[[ Source document open ]]
India’s first declared fugitive businessman Vijay Mallya’s extradition to India is likely to get stalled as he has now sought asylum in the United Kingdom on humanitarian grounds.
Last week, an IANS news report on June 04, 2020, had suggested that Vijay Mallya could be extradited to India soon after he lost an appeal against extradition in the UK High Court. But the British High Commission had dismissed the reports, saying that there was a "further legal issue" that had to be resolved before the businessman could be extradited.
Sources in the investigation agency had disclosed that he would be flown to Mumbai accompanied by the Central Bureau of Investigation (CBI) and the Enforcement Directorate (ED) officials. It was also reported that at the Mumbai Airport, a medical team was doing his health check-up. If he would have landed in Mumbai, he would have spent some time at the CBI office in the city and later would have been produced in a court later in the day.
[[ Source document closed ]]
[[ Source data open ]]
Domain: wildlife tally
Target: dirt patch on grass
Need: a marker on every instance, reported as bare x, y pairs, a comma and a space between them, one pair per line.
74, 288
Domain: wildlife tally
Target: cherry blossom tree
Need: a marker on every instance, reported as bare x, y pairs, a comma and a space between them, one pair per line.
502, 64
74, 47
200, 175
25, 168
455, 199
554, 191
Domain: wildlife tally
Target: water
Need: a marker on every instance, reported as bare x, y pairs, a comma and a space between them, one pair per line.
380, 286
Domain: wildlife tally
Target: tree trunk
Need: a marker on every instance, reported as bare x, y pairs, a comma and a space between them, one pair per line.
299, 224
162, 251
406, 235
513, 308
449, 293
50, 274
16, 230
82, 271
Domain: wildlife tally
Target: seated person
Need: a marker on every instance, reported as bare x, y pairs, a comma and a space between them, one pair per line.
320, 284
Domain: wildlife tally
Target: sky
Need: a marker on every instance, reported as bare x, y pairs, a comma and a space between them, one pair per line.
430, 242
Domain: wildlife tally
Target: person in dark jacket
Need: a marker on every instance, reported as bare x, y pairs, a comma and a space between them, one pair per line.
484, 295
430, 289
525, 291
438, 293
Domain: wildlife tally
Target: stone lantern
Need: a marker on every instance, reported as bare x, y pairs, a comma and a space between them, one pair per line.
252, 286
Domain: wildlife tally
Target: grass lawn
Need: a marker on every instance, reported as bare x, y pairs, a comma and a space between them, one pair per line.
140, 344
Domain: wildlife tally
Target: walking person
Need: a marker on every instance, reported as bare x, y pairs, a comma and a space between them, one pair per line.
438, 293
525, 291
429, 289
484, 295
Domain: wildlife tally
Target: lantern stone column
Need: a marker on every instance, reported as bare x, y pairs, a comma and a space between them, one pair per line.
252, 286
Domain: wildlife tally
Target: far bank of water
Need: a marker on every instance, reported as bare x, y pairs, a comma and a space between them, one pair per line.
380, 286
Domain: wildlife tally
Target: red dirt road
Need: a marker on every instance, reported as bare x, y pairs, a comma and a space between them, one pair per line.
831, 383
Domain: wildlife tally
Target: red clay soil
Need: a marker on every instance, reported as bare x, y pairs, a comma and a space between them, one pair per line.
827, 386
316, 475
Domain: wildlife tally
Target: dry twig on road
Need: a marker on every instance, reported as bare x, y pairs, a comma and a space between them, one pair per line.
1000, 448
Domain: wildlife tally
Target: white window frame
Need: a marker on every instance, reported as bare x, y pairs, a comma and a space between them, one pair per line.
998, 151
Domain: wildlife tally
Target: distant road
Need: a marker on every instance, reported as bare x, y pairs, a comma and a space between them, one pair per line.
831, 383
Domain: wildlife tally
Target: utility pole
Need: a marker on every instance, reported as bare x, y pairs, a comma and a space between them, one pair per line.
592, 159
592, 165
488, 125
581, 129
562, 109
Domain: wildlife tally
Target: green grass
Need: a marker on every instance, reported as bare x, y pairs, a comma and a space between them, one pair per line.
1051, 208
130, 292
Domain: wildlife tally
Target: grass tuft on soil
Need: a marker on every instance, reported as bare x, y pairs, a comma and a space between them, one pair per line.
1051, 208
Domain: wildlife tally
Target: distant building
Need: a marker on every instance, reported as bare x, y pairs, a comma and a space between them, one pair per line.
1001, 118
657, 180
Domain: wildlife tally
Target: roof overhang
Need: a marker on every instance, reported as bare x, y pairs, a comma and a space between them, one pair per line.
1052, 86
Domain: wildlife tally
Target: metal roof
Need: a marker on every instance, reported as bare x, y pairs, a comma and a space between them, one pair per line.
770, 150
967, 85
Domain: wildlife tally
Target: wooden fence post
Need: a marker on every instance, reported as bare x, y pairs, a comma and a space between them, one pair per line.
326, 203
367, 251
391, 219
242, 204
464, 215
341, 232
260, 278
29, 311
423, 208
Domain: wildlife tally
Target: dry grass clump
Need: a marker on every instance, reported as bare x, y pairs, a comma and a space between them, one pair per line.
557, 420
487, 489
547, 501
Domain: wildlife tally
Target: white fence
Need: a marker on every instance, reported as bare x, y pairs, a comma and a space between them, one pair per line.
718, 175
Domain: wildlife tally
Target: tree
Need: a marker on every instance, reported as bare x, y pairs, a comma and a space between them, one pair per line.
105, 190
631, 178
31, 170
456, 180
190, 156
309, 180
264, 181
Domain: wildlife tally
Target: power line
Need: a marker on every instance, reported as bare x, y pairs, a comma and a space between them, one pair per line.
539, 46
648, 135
[[ Source data closed ]]
Brief 1 =
In the article on Vijay Mallya's extradition, reproduce the passage between "Sources in the" and "in the day.", inclusive, replacing "medical team" with "team of doctors".
Brief 2 =
According to the article on Vijay Mallya's extradition, why did the British High Commission dismiss reports that he could soon be extradited to India?

Answer 1 =
Sources in the investigation agency had disclosed that he would be flown to Mumbai accompanied by the Central Bureau of Investigation (CBI) and the Enforcement Directorate (ED) officials. It was also reported that at the Mumbai Airport, a team of doctors was doing his health check-up. If he would have landed in Mumbai, he would have spent some time at the CBI office in the city and later would have been produced in a court later in the day.

Answer 2 =
The British High Commission said that a "further legal issue" had to be resolved before the businessman could be extradited.